**WRITTEN REQUEST**
Pick out every line in the records that contains the word "building" and copy each one.

**ENTRIES SHOWN**
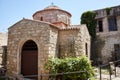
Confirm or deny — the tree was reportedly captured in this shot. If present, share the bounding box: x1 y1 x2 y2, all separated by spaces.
81 11 96 39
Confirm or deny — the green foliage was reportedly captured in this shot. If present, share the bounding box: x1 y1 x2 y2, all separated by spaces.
45 56 94 80
81 11 96 39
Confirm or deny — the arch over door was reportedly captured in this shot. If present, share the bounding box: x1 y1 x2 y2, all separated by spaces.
21 40 38 80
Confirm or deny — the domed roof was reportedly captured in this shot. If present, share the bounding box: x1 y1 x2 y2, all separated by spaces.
44 4 60 10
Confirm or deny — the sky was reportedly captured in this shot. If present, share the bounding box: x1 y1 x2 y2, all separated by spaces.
0 0 120 33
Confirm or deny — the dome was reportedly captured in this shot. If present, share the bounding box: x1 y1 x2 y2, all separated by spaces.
44 5 60 10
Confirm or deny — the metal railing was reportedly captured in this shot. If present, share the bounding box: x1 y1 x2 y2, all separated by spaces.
0 71 91 80
99 60 120 80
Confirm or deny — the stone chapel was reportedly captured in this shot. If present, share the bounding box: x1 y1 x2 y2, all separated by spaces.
7 5 91 77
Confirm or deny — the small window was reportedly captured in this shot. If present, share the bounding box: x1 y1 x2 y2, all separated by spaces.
98 20 103 32
40 17 43 21
114 44 120 51
108 17 117 31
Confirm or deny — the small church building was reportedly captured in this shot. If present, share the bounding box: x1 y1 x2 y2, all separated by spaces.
6 5 91 77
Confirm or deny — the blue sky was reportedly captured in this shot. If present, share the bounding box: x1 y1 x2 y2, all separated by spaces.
0 0 120 32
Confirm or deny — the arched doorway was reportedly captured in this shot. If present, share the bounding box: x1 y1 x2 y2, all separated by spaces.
21 40 38 80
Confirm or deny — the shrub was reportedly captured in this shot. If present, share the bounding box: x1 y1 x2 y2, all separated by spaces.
45 56 94 80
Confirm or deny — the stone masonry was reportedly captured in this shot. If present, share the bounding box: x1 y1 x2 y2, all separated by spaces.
95 6 120 63
7 5 90 79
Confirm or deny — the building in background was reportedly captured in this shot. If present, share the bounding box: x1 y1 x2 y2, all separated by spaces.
7 5 91 80
95 6 120 63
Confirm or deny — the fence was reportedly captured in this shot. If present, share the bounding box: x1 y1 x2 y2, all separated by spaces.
0 71 91 80
99 60 120 80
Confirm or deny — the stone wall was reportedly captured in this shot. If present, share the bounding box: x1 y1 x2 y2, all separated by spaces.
33 10 71 27
0 33 7 67
59 25 90 58
7 19 58 75
97 16 120 63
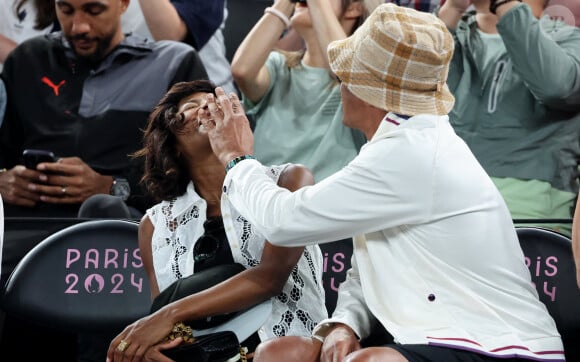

**RESPONSE BELOW**
Confirm or deny — the small church building was reportedly captured in this shot. If present, share the bounding box: x1 y1 x2 y2, all separated by spaces.
Confirm or deny — the building in background was reportedly captured in this shot. If present, share the bounding box: x1 y1 x2 y2, all separated by spaces.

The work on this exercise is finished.